> [TASKS FOR THIS EXERCISE]:
a - In the text on Lester Hammond Jr., how many men were in the reconnaissance patrol he belonged to?
b - Copy the text on Lester Hammond Jr. word for word, starting at "Lester Hammond Jr." and ending at "August 14, 1952.".
c - List each distinct full date (month, day and year) that appears in the text on Lester Hammond Jr.

[[ TEXT BLOCK open ]]

US Medal of Honor recipient (1931–1952)

 Lester Hammond Jr. (March 25, 1931 – August 14, 1952) was a soldier in the U.S. Army during the Korean War. He joined the Army from Quincy, Illinois in 1948, and posthumously received the Medal of Honor for his actions on August 14, 1952.

==Medal of Honor citation==
Rank and organization: Corporal, U.S. Army, Company A, 187th Airborne Regimental Combat Team

Place and date: Near Kumwha, Korea, August 14, 1952

Entered service at: Quincy, Ill. Born: March 25, 1931, Wayland, Mo

G.O. No.: 63, August 17, 1953

Citation:

Cpl. Hammond, a radio operator with Company A, distinguished himself by conspicuous gallantry and outstanding courage above and beyond the call of duty in action against the enemy. Cpl. Hammond was a member of a 6 man reconnaissance patrol which had penetrated approximately 3,500 yards into enemy-held territory. Ambushed and partially surrounded by a large hostile force, the small group opened fire, then quickly withdrew up a narrow ravine in search of protective cover. Despite a wound sustained in the initial exchange of fire and imminent danger of being overrun by the numerically superior foe, he refused to seek shelter and, remaining in an exposed place, called for artillery fire to support a defensive action. Constantly vulnerable to enemy observation and action, he coordinated and directed crippling fire on the assailants, inflicting heavy casualties and repulsing several attempts to overrun friendly positions. Although wounded a second time, he remained steadfast and maintained his stand until mortally wounded. His indomitable fighting spirit set an inspiring example of valor to his comrades and, through his actions, the onslaught was stemmed, enabling a friendly platoon to reach the beleaguered patrol, evacuate the wounded, and effect a safe withdrawal to friendly lines. Cpl. Hammond's unflinching courage and consummate devotion to duty reflect lasting glory on himself and uphold the finest traditions of the military service.

[[ TEXT BLOCK closed ]]
[[ INFORMATION GIVEN open ]]

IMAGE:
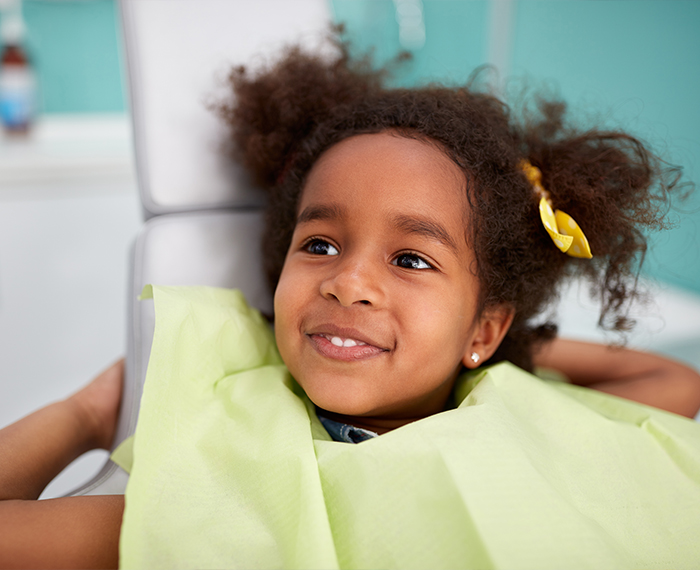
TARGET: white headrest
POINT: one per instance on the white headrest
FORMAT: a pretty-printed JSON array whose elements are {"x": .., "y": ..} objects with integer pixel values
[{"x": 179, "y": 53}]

[[ INFORMATION GIVEN closed ]]
[[ INFORMATION GIVEN open ]]

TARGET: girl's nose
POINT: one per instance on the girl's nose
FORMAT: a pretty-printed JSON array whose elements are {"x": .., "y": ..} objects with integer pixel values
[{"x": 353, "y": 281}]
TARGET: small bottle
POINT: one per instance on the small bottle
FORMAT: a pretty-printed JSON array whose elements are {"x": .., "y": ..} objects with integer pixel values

[[ INFORMATION GIVEN closed ]]
[[ INFORMATION GIVEN open ]]

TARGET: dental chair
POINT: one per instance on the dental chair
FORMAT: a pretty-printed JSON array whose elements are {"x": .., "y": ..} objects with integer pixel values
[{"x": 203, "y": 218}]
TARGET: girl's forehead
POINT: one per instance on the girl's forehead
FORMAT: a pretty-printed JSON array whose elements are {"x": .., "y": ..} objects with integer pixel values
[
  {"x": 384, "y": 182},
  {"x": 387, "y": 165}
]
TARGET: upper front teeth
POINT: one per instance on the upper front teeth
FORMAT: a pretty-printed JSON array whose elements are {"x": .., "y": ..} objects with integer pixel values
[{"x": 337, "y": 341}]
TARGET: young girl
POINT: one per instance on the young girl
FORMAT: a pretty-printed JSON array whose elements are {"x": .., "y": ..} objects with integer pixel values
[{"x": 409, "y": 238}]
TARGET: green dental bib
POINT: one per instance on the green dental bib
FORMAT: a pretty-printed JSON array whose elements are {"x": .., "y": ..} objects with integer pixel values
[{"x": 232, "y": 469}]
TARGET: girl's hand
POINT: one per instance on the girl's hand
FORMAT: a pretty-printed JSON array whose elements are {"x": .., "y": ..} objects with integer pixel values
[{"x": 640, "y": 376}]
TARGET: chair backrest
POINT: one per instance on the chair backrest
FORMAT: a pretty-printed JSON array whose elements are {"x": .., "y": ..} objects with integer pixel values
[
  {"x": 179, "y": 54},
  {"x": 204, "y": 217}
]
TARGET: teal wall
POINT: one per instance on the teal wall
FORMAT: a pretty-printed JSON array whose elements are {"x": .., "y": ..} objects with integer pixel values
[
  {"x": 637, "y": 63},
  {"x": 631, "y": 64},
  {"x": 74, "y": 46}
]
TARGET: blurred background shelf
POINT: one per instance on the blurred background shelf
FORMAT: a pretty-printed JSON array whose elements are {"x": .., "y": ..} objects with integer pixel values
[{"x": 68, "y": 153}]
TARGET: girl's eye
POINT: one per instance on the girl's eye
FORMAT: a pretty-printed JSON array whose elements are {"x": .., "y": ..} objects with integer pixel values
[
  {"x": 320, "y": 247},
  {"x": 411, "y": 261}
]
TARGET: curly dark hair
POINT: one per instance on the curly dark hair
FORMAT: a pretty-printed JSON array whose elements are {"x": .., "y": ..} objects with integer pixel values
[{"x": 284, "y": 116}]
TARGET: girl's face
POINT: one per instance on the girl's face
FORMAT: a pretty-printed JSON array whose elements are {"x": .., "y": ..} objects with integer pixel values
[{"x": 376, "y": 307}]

[[ INFORMATION GIVEN closed ]]

> [RESPONSES IN ORDER]:
a - Six.

b -
Lester Hammond Jr. (March 25, 1931 – August 14, 1952) was a soldier in the U.S. Army during the Korean War. He joined the Army from Quincy, Illinois in 1948, and posthumously received the Medal of Honor for his actions on August 14, 1952.

c - March 25, 1931; August 14, 1952; August 17, 1953